- WORK INSTRUCTIONS -
Please copy out the part of the records that opens with the line containing "for the calm" and closes at the end of the records, raising every bounding-box coordinate in the answers by 5. Leave all other text unchanged, including the sample coordinates.

[Raw records]

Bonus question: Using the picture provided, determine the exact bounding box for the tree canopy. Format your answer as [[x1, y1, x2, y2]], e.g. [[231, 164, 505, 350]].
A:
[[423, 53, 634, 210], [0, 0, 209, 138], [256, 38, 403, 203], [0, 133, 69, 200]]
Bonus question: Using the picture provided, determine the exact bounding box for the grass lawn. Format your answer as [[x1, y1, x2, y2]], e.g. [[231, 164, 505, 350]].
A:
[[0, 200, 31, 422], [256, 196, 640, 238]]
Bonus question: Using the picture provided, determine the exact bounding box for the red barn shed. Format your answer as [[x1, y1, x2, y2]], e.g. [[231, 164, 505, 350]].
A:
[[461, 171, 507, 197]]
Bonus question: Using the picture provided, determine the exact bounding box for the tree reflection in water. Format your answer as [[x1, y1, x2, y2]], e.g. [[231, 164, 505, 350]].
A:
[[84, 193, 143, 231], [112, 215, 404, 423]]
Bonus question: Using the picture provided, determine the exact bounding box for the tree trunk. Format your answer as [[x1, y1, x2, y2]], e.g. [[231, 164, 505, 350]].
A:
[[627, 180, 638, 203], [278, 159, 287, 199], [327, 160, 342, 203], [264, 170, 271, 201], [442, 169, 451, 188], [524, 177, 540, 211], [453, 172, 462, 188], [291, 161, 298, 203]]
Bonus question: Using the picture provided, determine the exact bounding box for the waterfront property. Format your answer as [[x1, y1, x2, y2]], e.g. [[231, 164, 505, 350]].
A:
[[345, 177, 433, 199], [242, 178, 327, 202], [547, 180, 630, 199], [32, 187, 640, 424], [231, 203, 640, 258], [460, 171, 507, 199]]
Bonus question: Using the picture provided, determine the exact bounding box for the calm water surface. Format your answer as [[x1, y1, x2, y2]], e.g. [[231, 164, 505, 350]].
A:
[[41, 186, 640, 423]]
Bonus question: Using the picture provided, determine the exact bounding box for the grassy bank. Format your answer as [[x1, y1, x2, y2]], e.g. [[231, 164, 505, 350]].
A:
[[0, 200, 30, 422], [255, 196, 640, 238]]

- WRITTEN ANSWER -
Bonus question: Using the picture provided, determine the exact bounding box for the calm water surface. Format your answer as [[x1, y1, x2, y2]], e.g. [[231, 164, 505, 350]].
A:
[[46, 191, 645, 428]]
Bonus question: Using the picture provided, determine the exact bounding box for the grassy bank. Format your answer as [[x1, y1, x2, y2]], e.g. [[231, 164, 505, 350]].
A:
[[5, 205, 35, 427], [260, 201, 645, 243]]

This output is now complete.